• What the exercise asks
Every line below should be copied exactly; drop the pictures.

• Records supplied
▼

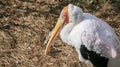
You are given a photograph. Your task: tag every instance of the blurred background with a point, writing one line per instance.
(25, 26)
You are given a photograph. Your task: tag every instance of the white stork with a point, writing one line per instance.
(95, 41)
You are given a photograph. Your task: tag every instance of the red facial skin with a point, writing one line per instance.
(64, 14)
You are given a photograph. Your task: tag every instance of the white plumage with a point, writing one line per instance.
(95, 34)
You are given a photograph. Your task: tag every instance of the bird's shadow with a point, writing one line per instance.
(54, 52)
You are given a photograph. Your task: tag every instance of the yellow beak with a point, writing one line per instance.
(54, 34)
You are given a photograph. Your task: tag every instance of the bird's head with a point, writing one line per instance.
(69, 14)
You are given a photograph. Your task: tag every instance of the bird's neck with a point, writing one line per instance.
(64, 34)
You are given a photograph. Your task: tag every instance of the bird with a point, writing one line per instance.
(94, 39)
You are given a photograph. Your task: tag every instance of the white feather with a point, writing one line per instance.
(95, 34)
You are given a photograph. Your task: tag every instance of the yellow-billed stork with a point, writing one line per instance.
(95, 41)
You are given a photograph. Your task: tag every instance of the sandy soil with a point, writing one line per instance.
(25, 25)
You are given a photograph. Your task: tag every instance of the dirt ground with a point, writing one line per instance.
(25, 25)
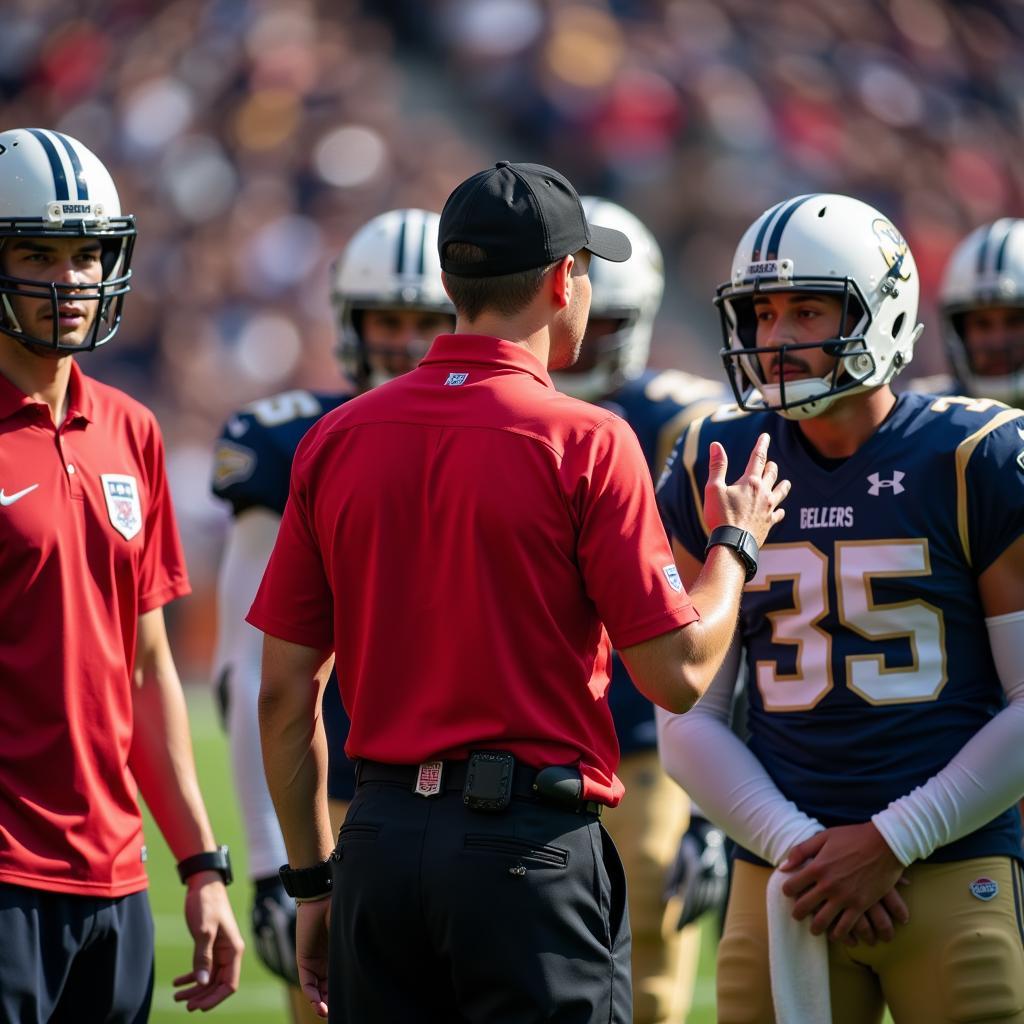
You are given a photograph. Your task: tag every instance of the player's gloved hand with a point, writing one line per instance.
(273, 928)
(698, 881)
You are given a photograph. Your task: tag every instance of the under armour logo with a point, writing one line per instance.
(877, 483)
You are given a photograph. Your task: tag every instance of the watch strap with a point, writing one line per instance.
(741, 542)
(211, 860)
(307, 883)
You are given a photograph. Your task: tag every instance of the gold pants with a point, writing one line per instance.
(960, 958)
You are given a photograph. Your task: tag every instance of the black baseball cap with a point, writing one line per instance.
(522, 216)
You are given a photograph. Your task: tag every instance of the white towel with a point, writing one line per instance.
(799, 962)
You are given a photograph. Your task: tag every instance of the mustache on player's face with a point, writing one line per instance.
(786, 365)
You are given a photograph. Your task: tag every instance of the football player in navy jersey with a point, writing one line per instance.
(883, 626)
(389, 304)
(647, 825)
(982, 305)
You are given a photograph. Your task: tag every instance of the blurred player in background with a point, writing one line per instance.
(884, 631)
(91, 709)
(982, 306)
(646, 826)
(389, 304)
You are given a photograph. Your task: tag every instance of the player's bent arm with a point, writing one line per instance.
(295, 747)
(738, 795)
(986, 775)
(240, 645)
(675, 669)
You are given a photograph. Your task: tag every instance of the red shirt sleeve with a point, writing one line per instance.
(295, 601)
(162, 573)
(625, 555)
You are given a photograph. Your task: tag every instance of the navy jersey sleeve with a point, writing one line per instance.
(253, 456)
(990, 466)
(680, 492)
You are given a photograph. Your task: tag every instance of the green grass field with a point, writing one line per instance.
(260, 998)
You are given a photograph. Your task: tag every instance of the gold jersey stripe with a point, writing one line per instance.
(964, 452)
(690, 451)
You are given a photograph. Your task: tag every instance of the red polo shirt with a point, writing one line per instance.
(458, 537)
(87, 543)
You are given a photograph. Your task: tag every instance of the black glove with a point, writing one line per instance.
(273, 929)
(698, 881)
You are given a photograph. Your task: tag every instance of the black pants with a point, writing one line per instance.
(446, 915)
(74, 958)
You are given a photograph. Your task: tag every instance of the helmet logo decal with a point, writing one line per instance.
(893, 247)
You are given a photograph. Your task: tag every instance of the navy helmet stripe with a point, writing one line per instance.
(76, 164)
(59, 178)
(1000, 256)
(983, 251)
(783, 218)
(763, 230)
(400, 264)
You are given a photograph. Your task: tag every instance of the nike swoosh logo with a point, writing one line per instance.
(10, 499)
(237, 426)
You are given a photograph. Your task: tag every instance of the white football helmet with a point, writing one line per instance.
(629, 293)
(986, 269)
(390, 263)
(53, 186)
(833, 244)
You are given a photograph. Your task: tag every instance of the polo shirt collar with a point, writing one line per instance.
(80, 401)
(482, 349)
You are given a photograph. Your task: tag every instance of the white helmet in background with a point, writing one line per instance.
(839, 246)
(390, 263)
(628, 293)
(52, 186)
(985, 270)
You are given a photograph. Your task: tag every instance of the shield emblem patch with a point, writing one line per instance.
(123, 506)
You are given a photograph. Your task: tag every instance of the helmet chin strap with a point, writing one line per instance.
(9, 315)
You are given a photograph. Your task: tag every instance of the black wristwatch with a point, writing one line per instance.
(741, 542)
(307, 883)
(213, 860)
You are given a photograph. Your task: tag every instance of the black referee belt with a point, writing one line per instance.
(454, 777)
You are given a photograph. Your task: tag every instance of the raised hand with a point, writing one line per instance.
(752, 503)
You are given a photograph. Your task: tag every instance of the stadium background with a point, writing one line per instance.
(250, 138)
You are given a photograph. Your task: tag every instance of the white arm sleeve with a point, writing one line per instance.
(240, 649)
(702, 754)
(984, 777)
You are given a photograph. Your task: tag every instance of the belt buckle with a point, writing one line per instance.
(428, 778)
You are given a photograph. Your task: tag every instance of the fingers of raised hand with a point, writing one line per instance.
(718, 463)
(759, 456)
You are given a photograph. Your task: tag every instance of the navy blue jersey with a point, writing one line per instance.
(657, 406)
(868, 664)
(251, 469)
(252, 460)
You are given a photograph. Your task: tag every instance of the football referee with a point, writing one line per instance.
(465, 540)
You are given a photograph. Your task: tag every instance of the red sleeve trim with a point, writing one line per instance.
(288, 631)
(164, 595)
(654, 627)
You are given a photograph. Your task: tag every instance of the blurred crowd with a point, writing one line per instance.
(251, 137)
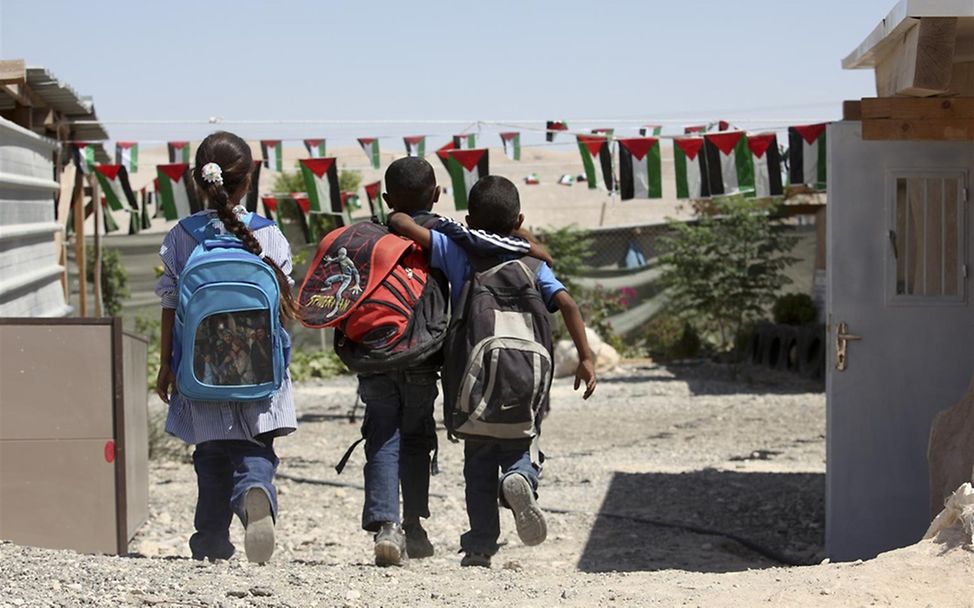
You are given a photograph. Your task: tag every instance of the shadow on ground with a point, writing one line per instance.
(708, 378)
(780, 517)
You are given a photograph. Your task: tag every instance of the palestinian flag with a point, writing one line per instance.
(106, 214)
(512, 145)
(127, 154)
(465, 141)
(373, 192)
(767, 164)
(178, 151)
(370, 145)
(176, 193)
(84, 157)
(114, 182)
(443, 153)
(315, 147)
(272, 153)
(146, 218)
(729, 166)
(466, 167)
(552, 127)
(351, 201)
(596, 158)
(640, 168)
(321, 181)
(135, 224)
(806, 155)
(415, 145)
(690, 164)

▲

• Result below
You are given a photograph. Your task: tag every instance of the blurred background with a point, writing one line per instance.
(25, 26)
You are given a photograph. Your task: tag every instance of the white stork with a point, writing one line per instance.
(95, 41)
You are given a photograph. Your task: tag every instance of the red facial skin with a point, writing one line per instance.
(64, 14)
You are given a photograph. Your task: tag every instance of the white plumage with a point, writing one line per instance.
(95, 34)
You are given a photograph. Your task: tag every instance of the bird's shadow with a point, writing one line per instance.
(54, 52)
You are given a photograph. Your task: tag every instance of the yellow beak with a point, writing one line per instance.
(54, 34)
You are given a photograph. Your task: tag every instance of the bird's head with a point, writing one line per instance.
(69, 14)
You are given a photograph. Your task: tag every instance of the bird's neck with a point, writing one line per instance.
(64, 34)
You are given a photograph. Your task: tag every instance of the bird with a point, writing one line per instance.
(94, 39)
You are given a photograph. Your task: tag every instance of the white feather with a point, writing one line per instance.
(95, 34)
You are given a photograph. Your task: tag every instance of the yellow-billed stork with a point, writing one line per instance.
(95, 41)
You are given a photograph. Your task: tag every instance of the sandy soil with a point, writing one line per instance.
(25, 25)
You are given a photograph. Your task: tag every instance of the dirt ground with a point, writing one line per instance.
(25, 25)
You are given a photograph. Your task: tag every instance of the player's gloved hand with a point, writing one line per instance.
(273, 928)
(698, 881)
You are given a photograph. Your task: tag every instance of the under armour logo with a point, writing one line per instance.
(877, 483)
You are given a photograph. Your task: tag every instance of the watch strap with a point, writing one line per instance.
(741, 542)
(211, 860)
(307, 883)
You are given a photograph. Your task: tag every instance of the gold pants with a point, writing one line per instance.
(960, 958)
You are given a photograph. Your task: tag every instance of the black baseball cap with a point, writing one line per instance.
(522, 216)
You are given a photograph. Your task: tag every instance of the white towel with a point, writing one line per instance.
(799, 962)
You are given a photograph. Your task: tag every instance of the mustache on player's face with a point, writing one line per instance.
(786, 365)
You are given a photograph. Your task: tag every instance of the football player in navy jersey with a point, writing one line per instance.
(883, 626)
(389, 304)
(647, 825)
(982, 305)
You are given a photograph. Your task: tag every instance of the blurred player in background with a point, writing one line per instance.
(884, 631)
(91, 709)
(982, 306)
(646, 826)
(389, 304)
You are given a photograph. Your task: tag every instance of the player's bent arm with a point, writing one line per instance.
(295, 747)
(738, 795)
(986, 775)
(240, 645)
(675, 669)
You are given a photograph. Your task: tag every instance of the red shirt sleeve with a point, writing one line per instance.
(295, 601)
(162, 573)
(625, 555)
You are given a photograph. Your task: tag every instance of the navy jersey sleeve with a point, writing one line per instance.
(253, 456)
(990, 466)
(680, 492)
You are given a photograph. Your task: tag every instance of the green grass field with a point, writing one line per instance.
(260, 998)
You are given a photograph. Your task: tag every instance of the gold jersey stripe with a point, writing one line per instance.
(964, 452)
(690, 451)
You are given a photograph. Your task: tag every instance of the red polo shirt with a point, writing one line per instance.
(458, 537)
(87, 543)
You are given a photograph. Your task: tag every instance of the black glove with a point, writing one line per instance.
(273, 929)
(698, 881)
You are given a photograph. Your task: tag every instance of the black pants with a point, writing one line per instance.
(446, 915)
(74, 958)
You are given a photograph. Your task: tag every instance of the helmet logo decal with a point, writing one line per instance.
(893, 247)
You are given a photograph. Your task: tag every instance of the navy helmet stripe with a point, writing one line per instance.
(76, 164)
(59, 178)
(1000, 256)
(983, 251)
(783, 218)
(763, 230)
(400, 264)
You are given a photograph. Your task: tag every instance of the nike swoosh logo with a point, writing one line per instance.
(10, 499)
(237, 426)
You are given a photograph. Your task: tag every instance of the white football helmet with a point, writing one line per instance.
(629, 293)
(986, 269)
(390, 263)
(53, 186)
(833, 244)
You are given a photograph. Your task: tag every instance of the polo shirt collar with a point, writing one line per instance.
(80, 401)
(482, 349)
You are given a photograph. Your task: tag every instance of the white helmet in background with a point, writing one line per instance.
(839, 246)
(390, 263)
(628, 293)
(52, 186)
(985, 270)
You are given a photograph. Your task: tag every instance of the shield emblem patch with a point, writing one line per instance.
(123, 506)
You are given a photograph. Your task: tag every instance of the helmet chin strap with a point, writing one line per instance.
(9, 315)
You are given a photograph. Your task: tag every instance of the black wristwatch with a point, writing one line per instance.
(741, 542)
(307, 883)
(213, 860)
You are given a photograph. Your task: tag every instance of the black referee belt with a point, writing one line per instance.
(454, 777)
You are given a photograph. Your task: tag every instance of the raised hand with a point, writing one line per instance.
(752, 503)
You are given a photograph. Your task: tag every instance of the stadium background with a point, writing one line per instance.
(250, 138)
You are given a photograph. Your task: tag every instance of the white arm sleeve with a point, writing one line per instance.
(240, 649)
(702, 754)
(984, 777)
You are given a photograph. Your task: tag every instance of the belt buckle with a point, writing one line per instance.
(428, 778)
You are given a photograph. Your task: tag every instance of the fingers of raised hand with a point, writing one line per instance.
(718, 463)
(759, 456)
You are given a photograph. Your task: tag every instance of the navy blue jersey with a point, writing one line per instance.
(657, 406)
(868, 664)
(251, 469)
(252, 460)
You are given a photograph. Your task: tag every instance of the football referee with a point, writing one line per instance.
(465, 540)
You are given a photograph. Your task: tag every instance of the red sleeve trim with a point, writing one line per instance.
(288, 631)
(164, 595)
(654, 627)
You are given a photograph. Your task: tag every instance of the blurred crowd with a point, writing one line per instance.
(251, 137)
You are given a photograph. Your task: tag every instance of the shadow on ground with a point, writing one line per instance.
(708, 378)
(780, 517)
You are given a photograph. Your task: tag every instance of the palestinian flag with a point, writing one line per instance.
(106, 214)
(512, 145)
(127, 154)
(465, 141)
(373, 192)
(767, 164)
(178, 151)
(370, 145)
(176, 193)
(84, 157)
(114, 182)
(443, 153)
(315, 147)
(272, 153)
(146, 218)
(729, 166)
(466, 167)
(552, 127)
(351, 201)
(596, 158)
(640, 168)
(321, 181)
(135, 224)
(806, 155)
(415, 145)
(690, 164)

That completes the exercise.